▸ EXERCISE DESCRIPTION: Continue the passage on the song's question about drinking water, picking up after its final sentence.

▸ PAGE EXTRACT:
What about the second question: ‘Do you know what’s in the water that you drink?’  This seems to be driven by some deeper knowledge: ‘I know something that you don’t’.  It’s not a rhetorical question (it’s followed by a clear ‘Well, I do…’), but why would anyone want to ask this question.  Surely we can take it on trust that the water coming out our taps is drinkable.  We know that we can wash babies without any side effects.  We take this knowledge for granted don’t we?  But it wasn’t so long ago that we couldn’t take it for granted (and there are some places on earth even today that people can’t take it for granted). So is the singer’s knowledge about the drinking water personal or shared?  The tone of the song suggests that it’s emotive knowledge: his ‘gut feeling’ is that the water is full of the kind of poison that’s in the air we breathe.  What would he need to convince us that it’s not simply personal knowledge: That we should actually ‘better pay attention’?  The answer comes back to justification or evidence.  The singer would have to show us some empirical evidence carried out by respectable scientists using the scientific method to generate some reliable data to back up his belief (which would, of course, spoil the song entirely!)

▸ PROVIDED MATERIAL:
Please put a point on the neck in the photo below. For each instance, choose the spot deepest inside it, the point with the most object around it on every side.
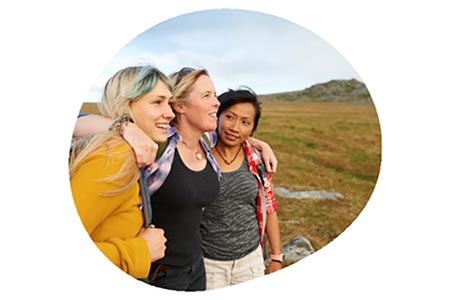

▸ WRITTEN ANSWER:
 

Still, the song neatly captures the kind of paranoia that drives some people with obsessive compulsive disorders (‘People think I’m crazy because I worry all the time’) giving us an insight also into the state of mind of conspiracy theorists and reminding us of that famous Joseph Heller quote from Catch-22? ‘Just because you’re paranoid, doesn’t mean they aren’t after you’!...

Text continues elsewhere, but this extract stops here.